• [DOCUMENT EXCERPT]

The Spartans, under their commander Epitadas, attempted to come to grips with the Athenian hoplites and push their enemies back into the sea, but Demosthenes detailed his lightly armed troops, in companies of about 200 men, to occupy high points and harass the enemy with missile fire whenever they approached. When the Spartans rushed at their tormentors, the light troops, unencumbered by heavy hoplite armor, were easily able to run to safety; dust and ash from the recent fire, stirred up by the commotion, further contributed to the Spartans' predicament by obscuring their attackers from their sight. Unable to make any headway, the Spartans withdrew in some confusion to the northern end of the island, where they dug in behind their fortifications and hoped to hold out. A stalemate took hold for some time, with the Athenians trying unsuccessfully to dislodge the Spartans from their strong positions. At this point, Comon, the commander of the Messenian detachment in the Athenian force, asked Demosthenes for troops to lead through the seemingly impassable terrain along the island's shore. His request was granted, and Comon's men reached the Spartan rear through a route that had been left unguarded on account of its roughness. When he emerged with his force, the Spartans, in disbelief, abandoned their defenses; the Athenians seized the approaches to the fort, and the Spartan force stood on the brink of annihilation.

• [DATA EXCERPT]

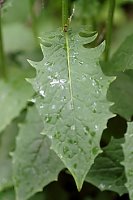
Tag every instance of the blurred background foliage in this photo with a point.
(23, 23)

• [ACTIONS TO TAKE]
1) List every person the battle account names.
2) Resume the battle account after its final sentence.

• [RESULTS IN ORDER]
1) Epitadas, Demosthenes, Comon

2)
==Surrender and aftermath==
At this point, Cleon and Demosthenes declined to push the attack further, preferring to take as many Spartan prisoners as they could. An Athenian herald offered the Spartans a chance to surrender, and the Spartans, throwing down their shields, agreed at last to negotiate. Cleon and Demosthenes met with the Spartan commander Styphon (Styphon had initially been the third in command, but Epitadas had been killed and his first successor was severely wounded and had been left for dead). Styphon requested to send a herald to the mainland to seek advice; the Athenians refused to allow any of the trapped men to leave, but permitted as many heralds from the mainland as were desired to pass back and forth. Several messengers did so, the last of whom left Styphon with the message "The Spartans order you to make your decision yourselves, so long as you do nothing dishonorable." Styphon and his men, with no hope of victory or escape, surrendered. Of the 440 Laconians who had crossed over to Sphacteria, 292 survived to surrender; of these, 120 were men of the elite Spartiate class.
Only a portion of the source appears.